EXERCISE INPUT ::
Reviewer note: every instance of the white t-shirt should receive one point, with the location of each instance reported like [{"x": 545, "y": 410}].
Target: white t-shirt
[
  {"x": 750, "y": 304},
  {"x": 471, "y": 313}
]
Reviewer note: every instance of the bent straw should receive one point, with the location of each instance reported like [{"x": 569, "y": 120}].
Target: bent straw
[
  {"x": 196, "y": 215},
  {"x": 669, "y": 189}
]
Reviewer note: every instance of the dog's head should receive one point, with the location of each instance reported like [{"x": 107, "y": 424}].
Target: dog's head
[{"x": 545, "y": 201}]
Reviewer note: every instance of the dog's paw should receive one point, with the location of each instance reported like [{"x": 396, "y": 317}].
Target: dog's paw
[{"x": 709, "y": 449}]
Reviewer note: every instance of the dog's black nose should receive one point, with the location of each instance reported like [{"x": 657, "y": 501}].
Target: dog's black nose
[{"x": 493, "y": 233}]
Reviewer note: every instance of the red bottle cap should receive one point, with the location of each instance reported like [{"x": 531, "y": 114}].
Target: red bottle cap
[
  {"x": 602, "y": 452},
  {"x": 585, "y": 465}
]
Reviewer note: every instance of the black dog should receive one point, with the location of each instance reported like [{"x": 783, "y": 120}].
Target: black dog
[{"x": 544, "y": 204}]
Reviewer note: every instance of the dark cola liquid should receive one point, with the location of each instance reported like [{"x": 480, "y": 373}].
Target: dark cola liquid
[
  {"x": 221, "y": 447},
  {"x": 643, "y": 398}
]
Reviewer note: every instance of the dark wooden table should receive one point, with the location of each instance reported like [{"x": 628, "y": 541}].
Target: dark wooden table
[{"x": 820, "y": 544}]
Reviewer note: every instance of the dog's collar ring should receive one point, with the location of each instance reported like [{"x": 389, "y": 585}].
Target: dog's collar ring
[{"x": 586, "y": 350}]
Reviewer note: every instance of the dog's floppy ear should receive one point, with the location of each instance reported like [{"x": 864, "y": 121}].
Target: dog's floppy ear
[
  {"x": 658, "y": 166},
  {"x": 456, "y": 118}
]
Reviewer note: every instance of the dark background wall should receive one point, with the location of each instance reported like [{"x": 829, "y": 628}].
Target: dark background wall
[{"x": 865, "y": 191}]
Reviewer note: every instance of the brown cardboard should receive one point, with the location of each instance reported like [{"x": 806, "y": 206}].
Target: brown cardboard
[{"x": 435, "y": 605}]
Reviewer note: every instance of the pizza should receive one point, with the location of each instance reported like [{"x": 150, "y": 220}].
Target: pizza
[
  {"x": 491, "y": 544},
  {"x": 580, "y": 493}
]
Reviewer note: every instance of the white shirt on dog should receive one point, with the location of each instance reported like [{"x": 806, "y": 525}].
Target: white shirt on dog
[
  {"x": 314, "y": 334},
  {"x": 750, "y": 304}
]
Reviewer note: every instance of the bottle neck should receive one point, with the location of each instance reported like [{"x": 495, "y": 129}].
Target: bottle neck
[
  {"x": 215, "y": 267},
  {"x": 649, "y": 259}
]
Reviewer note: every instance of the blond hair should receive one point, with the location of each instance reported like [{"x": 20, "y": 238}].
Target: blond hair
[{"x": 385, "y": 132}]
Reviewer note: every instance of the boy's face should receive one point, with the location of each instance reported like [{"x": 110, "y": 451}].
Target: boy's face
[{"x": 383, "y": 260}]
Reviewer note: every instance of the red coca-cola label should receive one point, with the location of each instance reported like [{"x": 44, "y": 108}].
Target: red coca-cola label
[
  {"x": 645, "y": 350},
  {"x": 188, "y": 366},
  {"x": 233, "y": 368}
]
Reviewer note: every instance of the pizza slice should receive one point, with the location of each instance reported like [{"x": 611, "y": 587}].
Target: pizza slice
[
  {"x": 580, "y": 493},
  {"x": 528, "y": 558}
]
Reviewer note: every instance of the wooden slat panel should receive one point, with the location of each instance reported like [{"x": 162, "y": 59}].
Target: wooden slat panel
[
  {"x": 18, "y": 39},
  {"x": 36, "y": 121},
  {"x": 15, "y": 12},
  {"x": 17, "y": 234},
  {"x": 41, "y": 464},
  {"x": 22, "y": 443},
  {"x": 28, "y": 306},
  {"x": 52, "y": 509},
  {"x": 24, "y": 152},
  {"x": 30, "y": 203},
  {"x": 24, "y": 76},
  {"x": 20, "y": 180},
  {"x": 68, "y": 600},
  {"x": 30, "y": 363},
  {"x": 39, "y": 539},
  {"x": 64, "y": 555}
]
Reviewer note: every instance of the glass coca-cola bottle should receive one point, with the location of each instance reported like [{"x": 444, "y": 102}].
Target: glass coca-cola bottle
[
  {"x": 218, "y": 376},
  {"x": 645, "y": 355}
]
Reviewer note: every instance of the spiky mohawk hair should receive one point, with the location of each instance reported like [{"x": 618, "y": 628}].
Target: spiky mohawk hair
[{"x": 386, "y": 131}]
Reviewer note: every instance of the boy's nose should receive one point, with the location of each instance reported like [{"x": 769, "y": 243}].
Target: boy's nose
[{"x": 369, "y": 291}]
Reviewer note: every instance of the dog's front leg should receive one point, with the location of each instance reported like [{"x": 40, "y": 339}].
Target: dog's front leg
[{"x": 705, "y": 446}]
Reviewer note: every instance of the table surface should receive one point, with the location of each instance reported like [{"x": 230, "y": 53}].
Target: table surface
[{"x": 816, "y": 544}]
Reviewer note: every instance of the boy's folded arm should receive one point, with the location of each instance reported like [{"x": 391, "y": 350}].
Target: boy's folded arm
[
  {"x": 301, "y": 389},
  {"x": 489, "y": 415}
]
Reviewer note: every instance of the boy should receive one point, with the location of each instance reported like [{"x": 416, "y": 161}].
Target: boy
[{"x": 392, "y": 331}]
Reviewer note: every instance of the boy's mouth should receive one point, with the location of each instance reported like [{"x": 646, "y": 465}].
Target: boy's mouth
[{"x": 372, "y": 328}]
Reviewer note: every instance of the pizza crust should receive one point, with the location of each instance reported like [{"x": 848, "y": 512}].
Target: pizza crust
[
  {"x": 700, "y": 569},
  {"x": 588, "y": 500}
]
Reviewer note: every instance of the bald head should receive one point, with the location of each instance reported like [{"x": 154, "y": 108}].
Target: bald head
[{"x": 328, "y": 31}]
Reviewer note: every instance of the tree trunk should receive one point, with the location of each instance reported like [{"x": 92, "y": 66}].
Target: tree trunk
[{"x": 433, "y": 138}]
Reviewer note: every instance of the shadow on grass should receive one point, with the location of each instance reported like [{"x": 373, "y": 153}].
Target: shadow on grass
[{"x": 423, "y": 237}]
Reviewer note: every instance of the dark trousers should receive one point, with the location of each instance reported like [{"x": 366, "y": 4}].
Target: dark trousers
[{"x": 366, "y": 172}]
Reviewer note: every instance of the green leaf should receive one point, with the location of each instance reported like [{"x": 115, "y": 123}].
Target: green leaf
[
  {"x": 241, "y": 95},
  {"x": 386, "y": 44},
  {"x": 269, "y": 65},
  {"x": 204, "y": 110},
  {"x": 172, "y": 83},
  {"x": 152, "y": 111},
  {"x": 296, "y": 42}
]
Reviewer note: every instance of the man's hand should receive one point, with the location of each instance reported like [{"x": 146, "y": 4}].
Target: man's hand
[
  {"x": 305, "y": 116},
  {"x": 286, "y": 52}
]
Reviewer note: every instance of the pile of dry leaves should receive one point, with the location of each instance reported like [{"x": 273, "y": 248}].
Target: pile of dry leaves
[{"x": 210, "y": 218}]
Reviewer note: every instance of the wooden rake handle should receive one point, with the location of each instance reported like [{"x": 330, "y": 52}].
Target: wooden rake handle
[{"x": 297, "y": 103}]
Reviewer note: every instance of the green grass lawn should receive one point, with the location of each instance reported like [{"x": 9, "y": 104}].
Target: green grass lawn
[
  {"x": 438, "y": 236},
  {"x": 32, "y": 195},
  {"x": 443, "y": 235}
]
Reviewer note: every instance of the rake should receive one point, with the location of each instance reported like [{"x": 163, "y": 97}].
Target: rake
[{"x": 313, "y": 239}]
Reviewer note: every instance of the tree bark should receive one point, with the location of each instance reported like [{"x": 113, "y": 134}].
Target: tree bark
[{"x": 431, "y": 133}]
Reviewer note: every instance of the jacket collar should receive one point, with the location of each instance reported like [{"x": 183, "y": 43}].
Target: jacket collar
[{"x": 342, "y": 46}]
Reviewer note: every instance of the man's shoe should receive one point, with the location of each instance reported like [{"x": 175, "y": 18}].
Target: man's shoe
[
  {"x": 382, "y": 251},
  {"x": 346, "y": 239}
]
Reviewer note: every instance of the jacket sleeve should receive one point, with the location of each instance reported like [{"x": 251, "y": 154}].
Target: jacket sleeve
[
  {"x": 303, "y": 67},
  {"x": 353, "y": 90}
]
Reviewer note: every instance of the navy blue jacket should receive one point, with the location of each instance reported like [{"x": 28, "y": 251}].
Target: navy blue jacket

TASK STATEMENT ::
Transcribe word for word the lines from the one holding "Reviewer note: every instance of the green grass" to the last line of the listing above, inclusive.

TASK RESULT ::
Reviewer note: every instance of the green grass lawn should receive one point, with the location of each instance reported like [{"x": 9, "y": 104}].
Target: green grass lawn
[
  {"x": 438, "y": 236},
  {"x": 32, "y": 195},
  {"x": 443, "y": 235}
]
Reviewer note: every instance of the rake should receive one point, with the location of each instance reported like [{"x": 163, "y": 97}].
Target: rake
[{"x": 313, "y": 239}]
Reviewer note: every instance of the tree bark should receive one point, with the location of each instance reported like [{"x": 113, "y": 134}].
Target: tree bark
[{"x": 431, "y": 133}]
Reviewer note: every instance of the jacket collar should receive one point, with the location of each instance reported like [{"x": 183, "y": 43}].
Target: jacket collar
[{"x": 342, "y": 46}]
Reviewer note: every instance of the man's shoe should receive one point, with the location of each instance reported like [{"x": 175, "y": 18}].
Target: man's shoe
[
  {"x": 382, "y": 251},
  {"x": 346, "y": 239}
]
Reviewer note: every instance of the jacket sleeve should receive one point, with the location of each instance reported like [{"x": 251, "y": 154}].
Target: jacket sleeve
[
  {"x": 303, "y": 67},
  {"x": 353, "y": 90}
]
Reviewer note: every instance of the navy blue jacket should receive one point, with the location of each instance reported like [{"x": 28, "y": 251}].
Target: navy blue jacket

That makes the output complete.